=== Tasks to carry out ===
[1] Copy word for word the part of the energy comments that begins at the words "Witness the Massachusetts" and ends after the words "of stinking crap.".
[2] List every statement in the energy comments that is introduced with the label "Fact:".
[3] Continue the energy comments from their last sentence.

=== Text block ===
Fact: windmills destroy birds and are unsightly.

Fact: Dams can destroy entire ecosystems in their controlled rivers.

Fact: Solar energy requires vast areas for collection.

Witness the Massachusetts liberal fighting tooth and nail to stop their wind farm proposal. Even when we are talking truly "renewable" liberals are against new sources of energy. Your "renewable" bleating is a red herring.

> Or you don't believe in renewable energy by convenience and then you're really a motherfucking, asshole licking disgusting pile of stinking crap.

Oh, yes, the inevitable liberal end product. Rage, hatred, anger, and ad hominem attack when they have no real answer to the issue. You're a hater venting your spleen and you regard other people as below you and worthy of being manipulated or outright controlled. You have zero interest in improving life for anyone.

Comment More Stupidity... (Score 1) 1070

Food prices are rising because the gov't wants them to. We have diverted one of our major cereal crops - corn - to energy production. Low-value energy production, less energy produced than was consumed producing it in the first place. Net result: higher energy costs. Taxes and regulations on producing energy also raise energy costs. Energy costs drive the entire economy. It governs how food is produced, how far it can travel, what it costs when it gets there. So long as it is the official policy of the gov't that energy should cost more, the price of food will rise.

=== Supplied records ===
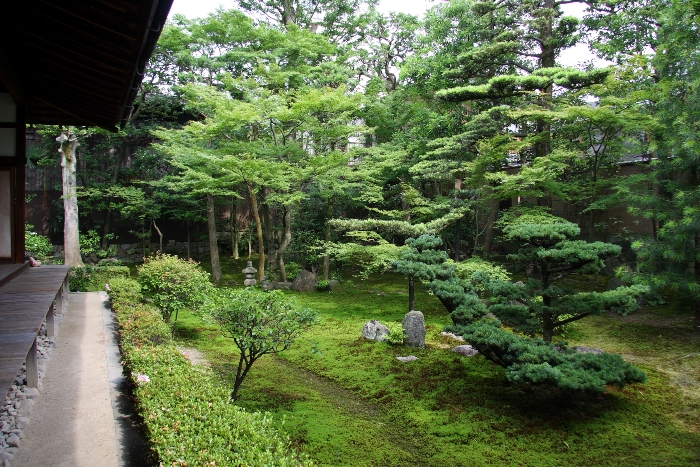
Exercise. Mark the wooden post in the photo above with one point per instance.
(32, 367)
(50, 316)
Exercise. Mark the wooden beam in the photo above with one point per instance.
(10, 79)
(107, 126)
(89, 21)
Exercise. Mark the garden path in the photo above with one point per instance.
(81, 418)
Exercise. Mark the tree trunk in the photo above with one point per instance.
(267, 231)
(188, 239)
(45, 207)
(258, 226)
(326, 258)
(458, 239)
(213, 245)
(235, 232)
(115, 176)
(696, 324)
(71, 239)
(160, 236)
(284, 243)
(490, 223)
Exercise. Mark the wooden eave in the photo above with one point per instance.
(78, 62)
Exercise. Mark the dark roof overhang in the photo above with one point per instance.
(78, 62)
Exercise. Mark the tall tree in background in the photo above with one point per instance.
(69, 159)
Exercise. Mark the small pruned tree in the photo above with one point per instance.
(173, 284)
(547, 248)
(534, 362)
(422, 261)
(259, 323)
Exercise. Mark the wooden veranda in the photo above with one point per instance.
(62, 62)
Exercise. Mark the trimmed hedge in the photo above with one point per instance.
(189, 417)
(94, 278)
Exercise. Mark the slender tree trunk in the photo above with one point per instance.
(45, 207)
(458, 239)
(107, 229)
(697, 280)
(160, 236)
(284, 243)
(258, 226)
(71, 239)
(327, 258)
(490, 224)
(188, 239)
(213, 244)
(235, 232)
(267, 232)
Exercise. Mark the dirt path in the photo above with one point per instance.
(393, 431)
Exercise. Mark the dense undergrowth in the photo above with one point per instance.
(188, 416)
(346, 402)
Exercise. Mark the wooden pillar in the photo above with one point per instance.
(20, 184)
(50, 316)
(32, 367)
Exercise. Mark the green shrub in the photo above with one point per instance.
(292, 269)
(94, 278)
(259, 323)
(173, 283)
(188, 417)
(121, 288)
(37, 246)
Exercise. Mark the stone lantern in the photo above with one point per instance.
(249, 272)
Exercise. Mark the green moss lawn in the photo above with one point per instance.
(347, 402)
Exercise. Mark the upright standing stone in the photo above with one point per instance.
(249, 272)
(305, 282)
(414, 328)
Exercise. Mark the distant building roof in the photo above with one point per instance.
(77, 62)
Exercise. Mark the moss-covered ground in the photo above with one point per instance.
(347, 402)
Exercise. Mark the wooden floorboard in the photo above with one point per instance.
(24, 303)
(9, 271)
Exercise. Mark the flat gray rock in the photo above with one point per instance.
(465, 350)
(452, 336)
(376, 331)
(410, 358)
(305, 282)
(582, 349)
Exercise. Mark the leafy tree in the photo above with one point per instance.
(173, 284)
(547, 248)
(260, 323)
(37, 246)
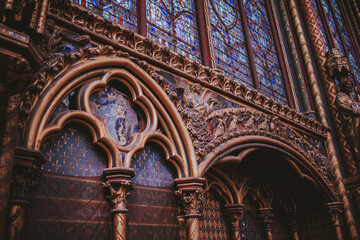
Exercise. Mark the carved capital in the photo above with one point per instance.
(292, 220)
(234, 214)
(118, 186)
(266, 217)
(190, 192)
(335, 210)
(336, 64)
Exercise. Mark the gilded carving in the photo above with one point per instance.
(349, 110)
(190, 68)
(191, 201)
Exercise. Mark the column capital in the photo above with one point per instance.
(26, 174)
(118, 184)
(292, 217)
(335, 209)
(234, 212)
(337, 65)
(266, 217)
(190, 191)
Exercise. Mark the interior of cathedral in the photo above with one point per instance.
(180, 119)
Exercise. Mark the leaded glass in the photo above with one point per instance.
(266, 59)
(119, 11)
(228, 39)
(320, 24)
(173, 24)
(349, 50)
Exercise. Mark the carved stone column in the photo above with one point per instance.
(265, 217)
(319, 50)
(118, 185)
(190, 192)
(8, 131)
(235, 213)
(293, 223)
(335, 212)
(25, 178)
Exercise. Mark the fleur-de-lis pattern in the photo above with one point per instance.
(151, 169)
(71, 153)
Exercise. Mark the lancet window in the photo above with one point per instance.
(242, 32)
(340, 33)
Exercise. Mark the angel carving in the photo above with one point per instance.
(200, 102)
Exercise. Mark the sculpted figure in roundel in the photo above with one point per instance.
(113, 109)
(349, 113)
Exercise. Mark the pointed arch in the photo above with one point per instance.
(250, 144)
(145, 92)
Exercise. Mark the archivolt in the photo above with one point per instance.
(95, 74)
(248, 144)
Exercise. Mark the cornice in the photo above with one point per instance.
(106, 32)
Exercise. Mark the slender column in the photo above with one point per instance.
(191, 200)
(266, 216)
(235, 213)
(335, 212)
(25, 178)
(319, 52)
(118, 185)
(293, 223)
(141, 18)
(182, 227)
(7, 148)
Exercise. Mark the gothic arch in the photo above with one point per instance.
(93, 75)
(249, 144)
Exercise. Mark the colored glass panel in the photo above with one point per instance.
(346, 48)
(172, 23)
(119, 11)
(266, 59)
(228, 39)
(320, 24)
(73, 153)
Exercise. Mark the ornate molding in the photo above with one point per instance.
(253, 122)
(146, 49)
(190, 193)
(337, 65)
(266, 217)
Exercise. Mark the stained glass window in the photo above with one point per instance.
(320, 24)
(266, 59)
(228, 39)
(119, 11)
(346, 48)
(173, 24)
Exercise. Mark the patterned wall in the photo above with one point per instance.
(73, 153)
(152, 214)
(68, 208)
(151, 169)
(212, 224)
(314, 225)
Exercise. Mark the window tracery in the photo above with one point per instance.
(173, 24)
(119, 11)
(266, 58)
(229, 42)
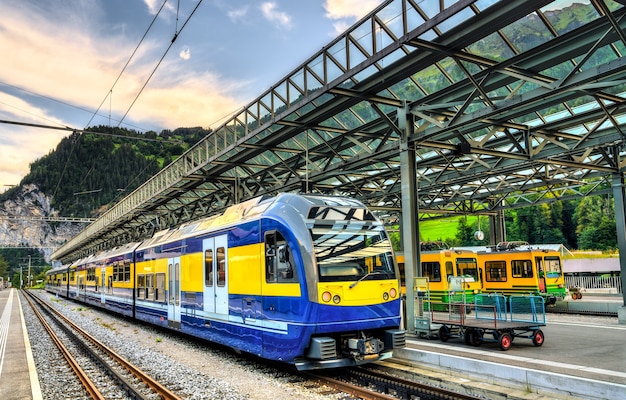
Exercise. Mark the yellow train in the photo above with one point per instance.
(453, 274)
(507, 268)
(306, 280)
(519, 268)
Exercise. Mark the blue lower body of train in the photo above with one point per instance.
(305, 334)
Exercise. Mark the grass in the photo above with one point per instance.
(443, 228)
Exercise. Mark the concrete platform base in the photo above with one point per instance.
(621, 315)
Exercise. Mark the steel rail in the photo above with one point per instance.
(89, 386)
(161, 390)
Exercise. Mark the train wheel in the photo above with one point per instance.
(444, 333)
(505, 341)
(538, 338)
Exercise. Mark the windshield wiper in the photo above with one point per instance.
(365, 276)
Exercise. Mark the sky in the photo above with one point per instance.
(63, 63)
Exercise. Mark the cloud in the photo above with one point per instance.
(237, 14)
(21, 145)
(271, 13)
(346, 12)
(155, 5)
(76, 66)
(351, 9)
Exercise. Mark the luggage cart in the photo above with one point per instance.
(423, 325)
(496, 319)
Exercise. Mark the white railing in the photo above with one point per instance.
(610, 284)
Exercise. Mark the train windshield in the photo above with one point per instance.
(353, 248)
(552, 266)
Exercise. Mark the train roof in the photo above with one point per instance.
(247, 211)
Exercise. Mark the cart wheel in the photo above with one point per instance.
(538, 337)
(505, 341)
(444, 333)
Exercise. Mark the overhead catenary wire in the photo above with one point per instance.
(110, 93)
(160, 61)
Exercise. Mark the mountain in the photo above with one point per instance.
(82, 177)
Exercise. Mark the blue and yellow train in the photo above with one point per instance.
(306, 280)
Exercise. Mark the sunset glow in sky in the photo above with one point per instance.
(61, 60)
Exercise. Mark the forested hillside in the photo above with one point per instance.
(90, 170)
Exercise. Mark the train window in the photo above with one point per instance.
(127, 271)
(221, 266)
(208, 267)
(150, 286)
(522, 269)
(467, 266)
(279, 261)
(449, 268)
(552, 265)
(118, 272)
(495, 271)
(159, 291)
(432, 270)
(141, 286)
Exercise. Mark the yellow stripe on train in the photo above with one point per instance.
(362, 293)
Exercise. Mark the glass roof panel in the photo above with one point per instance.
(492, 47)
(528, 32)
(565, 15)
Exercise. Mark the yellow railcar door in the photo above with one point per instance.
(173, 295)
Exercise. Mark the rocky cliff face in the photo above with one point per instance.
(25, 221)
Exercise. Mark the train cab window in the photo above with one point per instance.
(279, 262)
(552, 266)
(208, 267)
(522, 269)
(432, 270)
(495, 271)
(467, 266)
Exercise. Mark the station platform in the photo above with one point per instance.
(581, 358)
(18, 375)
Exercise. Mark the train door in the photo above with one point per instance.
(215, 276)
(103, 290)
(82, 289)
(541, 276)
(173, 294)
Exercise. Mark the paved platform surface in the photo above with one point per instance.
(582, 357)
(18, 376)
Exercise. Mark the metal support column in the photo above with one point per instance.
(497, 230)
(410, 217)
(620, 222)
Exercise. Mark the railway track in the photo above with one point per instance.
(130, 380)
(366, 383)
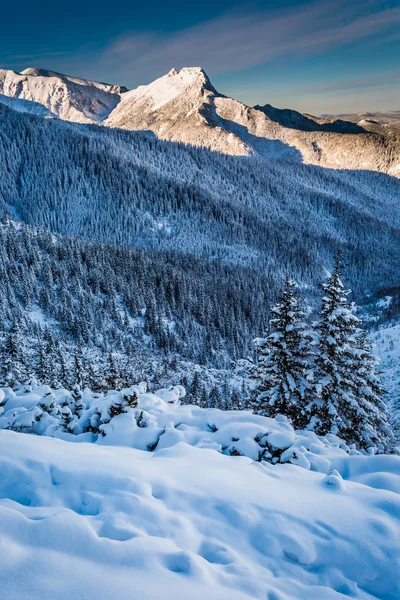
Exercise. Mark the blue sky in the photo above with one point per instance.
(320, 57)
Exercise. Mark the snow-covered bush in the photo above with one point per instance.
(146, 421)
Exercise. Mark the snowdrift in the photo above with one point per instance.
(107, 519)
(104, 523)
(158, 421)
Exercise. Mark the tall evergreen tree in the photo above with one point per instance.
(348, 393)
(280, 376)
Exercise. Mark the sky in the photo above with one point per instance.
(319, 57)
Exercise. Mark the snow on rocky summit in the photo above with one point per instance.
(162, 500)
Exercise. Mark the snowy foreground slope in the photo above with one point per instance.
(186, 521)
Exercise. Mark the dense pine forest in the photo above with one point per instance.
(124, 257)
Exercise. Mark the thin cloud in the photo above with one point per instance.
(238, 41)
(385, 80)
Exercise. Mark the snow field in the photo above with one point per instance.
(94, 522)
(111, 520)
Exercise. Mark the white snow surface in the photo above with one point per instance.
(98, 521)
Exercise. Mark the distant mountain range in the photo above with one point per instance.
(184, 106)
(389, 118)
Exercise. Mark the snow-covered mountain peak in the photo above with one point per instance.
(53, 94)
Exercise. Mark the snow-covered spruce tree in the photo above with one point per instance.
(280, 384)
(372, 418)
(348, 394)
(12, 368)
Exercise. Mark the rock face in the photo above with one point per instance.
(55, 95)
(183, 106)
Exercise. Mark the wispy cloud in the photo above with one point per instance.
(241, 40)
(378, 80)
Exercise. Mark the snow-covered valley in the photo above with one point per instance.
(100, 520)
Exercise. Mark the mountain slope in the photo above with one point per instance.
(183, 106)
(52, 94)
(191, 111)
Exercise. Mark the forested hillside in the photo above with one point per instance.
(137, 246)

=== Responses by item number ===
[1]
Witness the Massachusetts liberal fighting tooth and nail to stop their wind farm proposal. Even when we are talking truly "renewable" liberals are against new sources of energy. Your "renewable" bleating is a red herring.

> Or you don't believe in renewable energy by convenience and then you're really a motherfucking, asshole licking disgusting pile of stinking crap.

[2]
- Windmills destroy birds and are unsightly.
- Dams can destroy entire ecosystems in their controlled rivers.
- Solar energy requires vast areas for collection.

[3]
We have less farmland under cultivation than we've had in a generation. Yet we produce far more food. We use tax money to put base prices under many foods to keep them from becoming too cheap. We pay farmers NOT to produce food. Both of these make food more expensive.

Finally, despite all the foregoing, food is still produced in massive quantities, and continually drops in percentage of budgets dedicated to it. People starve now not because there is no food, but because it is the policy of some gov't - usually their own - that they DO starve. Even at the height of the last Ethiopian famine, donated food rotted at the docks because the Ethiopian gov't didn't want it used to feed people who didn't support it - which was most people.

Starvation is not caused by lack of resources. It is caused by policy. It is that simple. If we were "running out of resources" then the price of those resources would be climbing. Well, they are - but not because of the market, because of gov't policy. We tax, we regulate, we intervene constantly in favor of pushing up the price of every conceivable commodity. It is our only consistent policy, and it works very well. Yet the reserves of any resource you can mention - oil, coal, metals, rare earths, anything - are constantly expanding because higher prices make practical extraction of these resources from places not practical before. Our response to this is to ban access to these resources, thereby driving up the price of resources.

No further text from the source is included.